= WHAT THE TASK REQUIRES =
Copy out the stretch of rows from the line containing "Where can the painting canvas" through the end of the rows, requests included, and shift every coordinate in the answer points up by 124 while leaving the requests and their format samples unchanged. Leave the pictures out of your answer.

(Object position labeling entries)
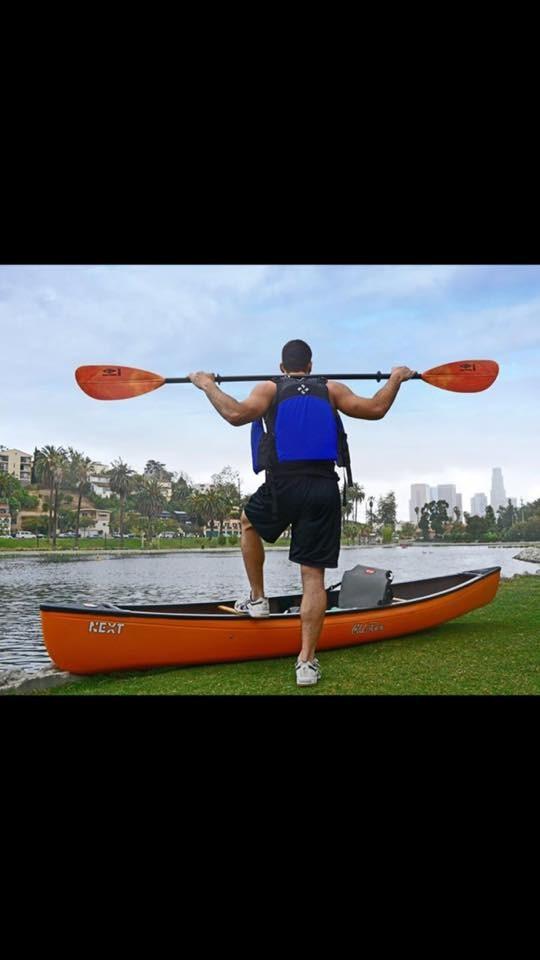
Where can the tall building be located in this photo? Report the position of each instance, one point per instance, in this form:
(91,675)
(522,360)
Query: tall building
(498,493)
(5,519)
(478,505)
(16,462)
(447,491)
(420,494)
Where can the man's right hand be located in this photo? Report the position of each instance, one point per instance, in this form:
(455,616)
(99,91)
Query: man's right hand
(404,373)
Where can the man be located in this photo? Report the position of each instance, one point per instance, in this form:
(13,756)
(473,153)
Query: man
(299,452)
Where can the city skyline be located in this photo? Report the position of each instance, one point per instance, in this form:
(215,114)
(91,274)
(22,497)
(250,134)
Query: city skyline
(235,319)
(478,502)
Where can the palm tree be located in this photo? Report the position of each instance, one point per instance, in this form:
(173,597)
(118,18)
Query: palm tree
(156,469)
(81,470)
(357,496)
(150,500)
(209,507)
(50,469)
(121,482)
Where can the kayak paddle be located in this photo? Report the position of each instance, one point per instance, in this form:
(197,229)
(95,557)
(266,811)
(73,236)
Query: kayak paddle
(109,382)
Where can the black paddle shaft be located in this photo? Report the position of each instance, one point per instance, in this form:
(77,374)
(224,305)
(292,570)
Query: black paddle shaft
(272,376)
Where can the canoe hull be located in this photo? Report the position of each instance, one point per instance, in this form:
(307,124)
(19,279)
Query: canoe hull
(96,640)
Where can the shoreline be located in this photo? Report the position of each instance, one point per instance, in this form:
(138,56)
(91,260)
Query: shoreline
(15,681)
(163,551)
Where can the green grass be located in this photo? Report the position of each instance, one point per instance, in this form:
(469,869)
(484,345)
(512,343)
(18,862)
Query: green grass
(111,543)
(494,650)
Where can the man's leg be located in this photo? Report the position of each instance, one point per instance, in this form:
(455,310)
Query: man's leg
(312,610)
(253,554)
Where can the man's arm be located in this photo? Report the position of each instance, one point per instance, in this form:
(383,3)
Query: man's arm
(369,408)
(234,411)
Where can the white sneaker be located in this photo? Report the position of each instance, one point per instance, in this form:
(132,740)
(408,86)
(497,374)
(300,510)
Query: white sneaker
(255,608)
(308,672)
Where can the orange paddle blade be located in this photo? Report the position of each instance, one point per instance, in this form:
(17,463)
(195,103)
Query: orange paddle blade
(116,383)
(463,376)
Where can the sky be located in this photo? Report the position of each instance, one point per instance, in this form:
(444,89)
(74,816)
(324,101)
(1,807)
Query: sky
(234,319)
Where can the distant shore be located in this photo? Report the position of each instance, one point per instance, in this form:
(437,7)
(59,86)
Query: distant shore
(163,551)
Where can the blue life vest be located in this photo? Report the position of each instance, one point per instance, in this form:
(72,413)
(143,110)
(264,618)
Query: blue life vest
(301,432)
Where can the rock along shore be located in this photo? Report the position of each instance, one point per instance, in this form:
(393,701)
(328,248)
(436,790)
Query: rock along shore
(531,554)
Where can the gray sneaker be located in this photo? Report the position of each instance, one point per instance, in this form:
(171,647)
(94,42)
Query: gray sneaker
(308,672)
(255,608)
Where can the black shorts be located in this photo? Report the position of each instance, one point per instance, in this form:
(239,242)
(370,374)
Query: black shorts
(312,506)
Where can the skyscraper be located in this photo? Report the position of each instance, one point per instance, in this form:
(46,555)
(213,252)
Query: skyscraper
(447,491)
(419,496)
(498,493)
(478,505)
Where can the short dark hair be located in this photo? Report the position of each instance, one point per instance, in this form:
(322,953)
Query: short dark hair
(296,355)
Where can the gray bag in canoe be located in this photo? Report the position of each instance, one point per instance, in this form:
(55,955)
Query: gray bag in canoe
(365,586)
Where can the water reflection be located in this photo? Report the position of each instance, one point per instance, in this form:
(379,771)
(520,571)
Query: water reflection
(25,582)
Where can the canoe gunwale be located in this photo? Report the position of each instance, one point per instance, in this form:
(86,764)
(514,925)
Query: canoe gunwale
(110,610)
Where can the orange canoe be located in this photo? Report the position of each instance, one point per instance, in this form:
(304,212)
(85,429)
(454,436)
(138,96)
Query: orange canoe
(103,637)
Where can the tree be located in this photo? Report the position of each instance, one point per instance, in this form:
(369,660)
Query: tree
(491,519)
(407,531)
(80,471)
(438,515)
(387,510)
(182,489)
(50,469)
(357,496)
(155,469)
(424,523)
(228,482)
(507,516)
(150,501)
(207,507)
(121,481)
(36,525)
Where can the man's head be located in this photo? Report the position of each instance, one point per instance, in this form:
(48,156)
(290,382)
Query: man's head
(296,357)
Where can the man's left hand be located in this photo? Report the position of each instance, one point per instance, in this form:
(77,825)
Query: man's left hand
(202,380)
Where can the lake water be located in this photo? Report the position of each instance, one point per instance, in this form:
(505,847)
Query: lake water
(25,582)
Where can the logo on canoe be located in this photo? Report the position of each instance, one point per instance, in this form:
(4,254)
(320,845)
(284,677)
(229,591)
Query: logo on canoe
(367,628)
(105,626)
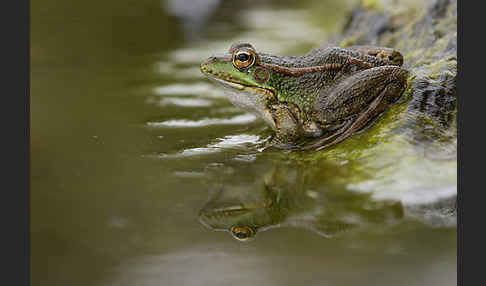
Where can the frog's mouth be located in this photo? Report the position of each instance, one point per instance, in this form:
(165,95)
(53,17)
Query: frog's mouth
(250,98)
(238,86)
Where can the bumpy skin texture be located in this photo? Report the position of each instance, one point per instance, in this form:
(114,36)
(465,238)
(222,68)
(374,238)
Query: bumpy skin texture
(328,93)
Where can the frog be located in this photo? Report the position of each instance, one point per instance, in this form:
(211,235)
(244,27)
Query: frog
(311,101)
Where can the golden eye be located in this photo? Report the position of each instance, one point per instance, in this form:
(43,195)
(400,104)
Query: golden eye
(242,233)
(243,58)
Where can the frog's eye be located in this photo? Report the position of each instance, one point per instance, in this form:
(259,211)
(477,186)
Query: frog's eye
(242,233)
(244,58)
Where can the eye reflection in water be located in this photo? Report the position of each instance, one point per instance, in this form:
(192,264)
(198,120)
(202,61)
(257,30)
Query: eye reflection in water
(294,196)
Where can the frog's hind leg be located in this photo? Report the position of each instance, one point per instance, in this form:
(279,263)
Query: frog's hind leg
(393,56)
(390,93)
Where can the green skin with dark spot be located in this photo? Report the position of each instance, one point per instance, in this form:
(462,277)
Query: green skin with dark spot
(315,100)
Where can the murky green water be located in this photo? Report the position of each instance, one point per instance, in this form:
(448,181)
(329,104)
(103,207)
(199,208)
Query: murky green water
(137,161)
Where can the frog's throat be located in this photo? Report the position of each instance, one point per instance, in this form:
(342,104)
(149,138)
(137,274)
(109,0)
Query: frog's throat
(250,98)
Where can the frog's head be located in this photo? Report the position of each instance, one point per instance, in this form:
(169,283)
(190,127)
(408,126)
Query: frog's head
(259,80)
(240,71)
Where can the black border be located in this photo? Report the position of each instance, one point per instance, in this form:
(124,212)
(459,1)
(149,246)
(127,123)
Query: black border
(15,211)
(471,106)
(459,204)
(15,119)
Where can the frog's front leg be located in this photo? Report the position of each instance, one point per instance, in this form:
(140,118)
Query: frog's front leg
(288,129)
(356,100)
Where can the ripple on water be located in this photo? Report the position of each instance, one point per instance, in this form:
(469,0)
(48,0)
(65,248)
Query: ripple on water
(228,142)
(183,102)
(183,123)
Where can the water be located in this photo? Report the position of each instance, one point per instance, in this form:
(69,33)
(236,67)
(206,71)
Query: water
(137,161)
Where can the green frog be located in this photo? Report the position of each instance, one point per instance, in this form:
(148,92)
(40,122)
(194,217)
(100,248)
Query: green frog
(315,100)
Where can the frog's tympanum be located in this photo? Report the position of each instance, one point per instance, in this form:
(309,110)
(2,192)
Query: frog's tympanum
(325,95)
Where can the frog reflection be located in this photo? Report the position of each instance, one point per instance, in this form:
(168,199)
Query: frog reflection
(293,196)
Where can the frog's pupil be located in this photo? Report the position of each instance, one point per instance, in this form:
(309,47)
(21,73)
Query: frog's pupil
(242,57)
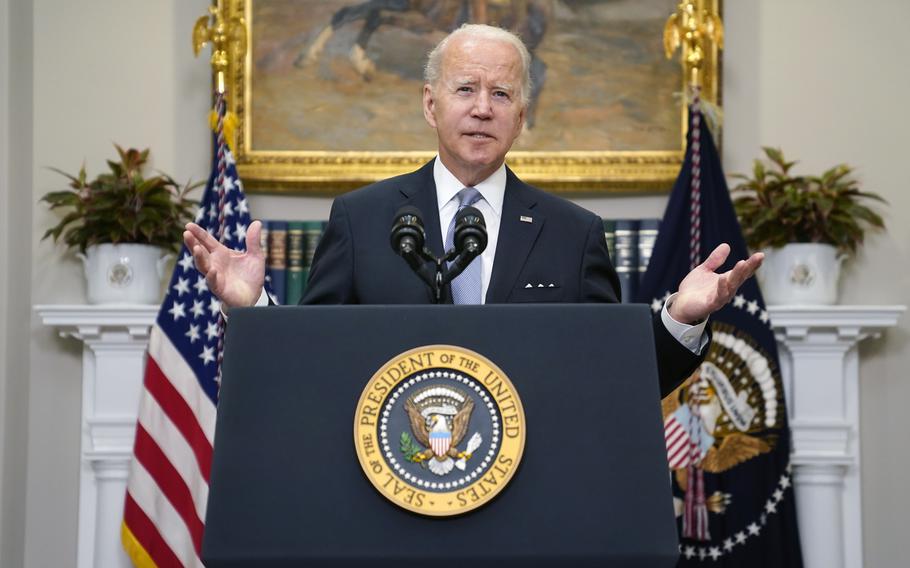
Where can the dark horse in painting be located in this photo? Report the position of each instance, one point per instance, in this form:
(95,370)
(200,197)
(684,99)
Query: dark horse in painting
(526,18)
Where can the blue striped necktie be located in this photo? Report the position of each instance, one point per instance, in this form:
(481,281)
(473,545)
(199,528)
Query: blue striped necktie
(467,286)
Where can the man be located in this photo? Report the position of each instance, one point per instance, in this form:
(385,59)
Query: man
(540,248)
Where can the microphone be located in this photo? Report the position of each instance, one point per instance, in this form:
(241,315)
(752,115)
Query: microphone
(407,239)
(470,235)
(470,239)
(408,235)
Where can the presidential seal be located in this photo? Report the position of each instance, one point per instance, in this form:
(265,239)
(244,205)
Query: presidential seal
(439,430)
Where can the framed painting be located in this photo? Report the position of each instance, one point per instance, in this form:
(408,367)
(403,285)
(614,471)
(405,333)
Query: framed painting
(328,95)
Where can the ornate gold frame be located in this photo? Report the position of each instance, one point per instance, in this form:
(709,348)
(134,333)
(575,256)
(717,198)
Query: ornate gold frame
(330,173)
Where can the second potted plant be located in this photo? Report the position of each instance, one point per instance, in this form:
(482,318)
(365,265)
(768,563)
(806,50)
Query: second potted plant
(123,226)
(806,225)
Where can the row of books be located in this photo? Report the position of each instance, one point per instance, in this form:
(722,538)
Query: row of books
(290,245)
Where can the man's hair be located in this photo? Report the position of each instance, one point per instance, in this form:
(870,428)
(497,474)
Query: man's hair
(480,31)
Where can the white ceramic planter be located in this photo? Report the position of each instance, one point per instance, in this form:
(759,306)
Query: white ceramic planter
(800,274)
(124,273)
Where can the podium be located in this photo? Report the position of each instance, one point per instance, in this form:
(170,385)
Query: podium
(592,487)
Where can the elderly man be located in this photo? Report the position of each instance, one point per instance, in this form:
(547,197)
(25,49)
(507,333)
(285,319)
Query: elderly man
(541,248)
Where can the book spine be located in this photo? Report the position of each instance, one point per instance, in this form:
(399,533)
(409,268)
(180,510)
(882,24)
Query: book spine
(264,245)
(278,259)
(647,236)
(312,232)
(627,258)
(610,237)
(295,274)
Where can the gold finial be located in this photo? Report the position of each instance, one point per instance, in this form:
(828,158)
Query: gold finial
(226,34)
(693,27)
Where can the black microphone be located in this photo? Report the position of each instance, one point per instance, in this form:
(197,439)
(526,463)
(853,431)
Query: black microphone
(470,239)
(470,234)
(408,235)
(407,239)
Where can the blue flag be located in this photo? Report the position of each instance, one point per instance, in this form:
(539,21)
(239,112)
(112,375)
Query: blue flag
(728,443)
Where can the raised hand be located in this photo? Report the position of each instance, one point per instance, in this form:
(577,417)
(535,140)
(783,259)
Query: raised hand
(703,291)
(236,278)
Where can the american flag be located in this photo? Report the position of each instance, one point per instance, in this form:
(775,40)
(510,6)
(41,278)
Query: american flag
(167,491)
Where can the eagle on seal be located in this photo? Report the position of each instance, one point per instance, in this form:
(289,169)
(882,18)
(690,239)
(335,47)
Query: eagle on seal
(440,432)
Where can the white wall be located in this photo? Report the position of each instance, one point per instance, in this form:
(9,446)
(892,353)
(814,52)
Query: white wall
(827,80)
(15,275)
(98,72)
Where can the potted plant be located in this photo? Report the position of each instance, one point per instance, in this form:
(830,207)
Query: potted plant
(806,225)
(124,226)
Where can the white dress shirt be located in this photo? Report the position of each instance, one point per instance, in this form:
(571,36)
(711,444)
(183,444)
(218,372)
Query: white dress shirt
(492,193)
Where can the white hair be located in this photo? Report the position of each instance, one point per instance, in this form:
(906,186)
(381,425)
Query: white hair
(433,67)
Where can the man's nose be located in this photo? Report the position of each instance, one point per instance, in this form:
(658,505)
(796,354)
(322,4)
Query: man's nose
(483,107)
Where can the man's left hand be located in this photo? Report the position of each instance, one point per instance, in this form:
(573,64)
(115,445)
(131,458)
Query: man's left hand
(703,291)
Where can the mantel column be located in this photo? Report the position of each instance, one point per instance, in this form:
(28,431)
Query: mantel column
(820,369)
(113,363)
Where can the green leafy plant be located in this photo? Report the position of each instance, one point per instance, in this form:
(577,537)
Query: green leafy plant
(122,206)
(778,207)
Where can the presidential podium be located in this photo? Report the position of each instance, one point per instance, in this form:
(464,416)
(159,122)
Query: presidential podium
(591,489)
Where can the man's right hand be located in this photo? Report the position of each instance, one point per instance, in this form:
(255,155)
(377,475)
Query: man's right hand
(236,278)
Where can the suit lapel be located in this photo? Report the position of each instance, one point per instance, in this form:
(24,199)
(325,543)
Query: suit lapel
(516,238)
(420,192)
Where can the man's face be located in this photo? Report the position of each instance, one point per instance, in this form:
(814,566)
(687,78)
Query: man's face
(475,106)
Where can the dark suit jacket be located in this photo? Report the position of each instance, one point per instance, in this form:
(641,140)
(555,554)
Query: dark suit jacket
(563,245)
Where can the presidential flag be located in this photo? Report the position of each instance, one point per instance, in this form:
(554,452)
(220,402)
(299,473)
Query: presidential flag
(728,443)
(164,512)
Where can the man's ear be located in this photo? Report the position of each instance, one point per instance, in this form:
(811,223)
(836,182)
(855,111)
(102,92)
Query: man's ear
(429,105)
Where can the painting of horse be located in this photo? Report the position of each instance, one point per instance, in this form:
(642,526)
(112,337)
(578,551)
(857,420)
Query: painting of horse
(347,75)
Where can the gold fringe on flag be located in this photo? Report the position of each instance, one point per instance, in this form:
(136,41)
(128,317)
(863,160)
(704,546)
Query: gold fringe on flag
(134,550)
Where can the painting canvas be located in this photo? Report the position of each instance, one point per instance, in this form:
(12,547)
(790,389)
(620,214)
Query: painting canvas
(332,89)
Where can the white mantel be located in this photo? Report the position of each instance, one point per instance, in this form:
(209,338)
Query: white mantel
(114,341)
(819,364)
(819,359)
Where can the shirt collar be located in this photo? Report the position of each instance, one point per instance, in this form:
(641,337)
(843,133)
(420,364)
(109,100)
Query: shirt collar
(492,189)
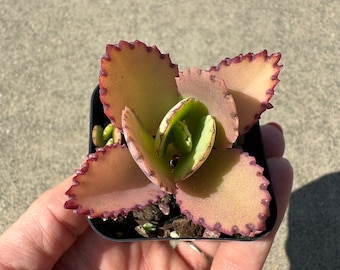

= ANSWER TO THIS PROBLEM =
Where can the painting canvas be located in this photo? Report the position of each instance, one point per instance, in this form:
(12,547)
(790,389)
(620,214)
Query: painting canvas
(456,213)
Where can the white mantel be located in this photo? Report the position of each instance, one point per instance, in this form:
(209,338)
Query: white mantel
(238,465)
(943,488)
(943,483)
Where can the shirt collar be located in this photo? Report the position of each instance, one point per instance, in this form:
(641,337)
(843,133)
(420,364)
(109,100)
Query: shirt collar
(616,313)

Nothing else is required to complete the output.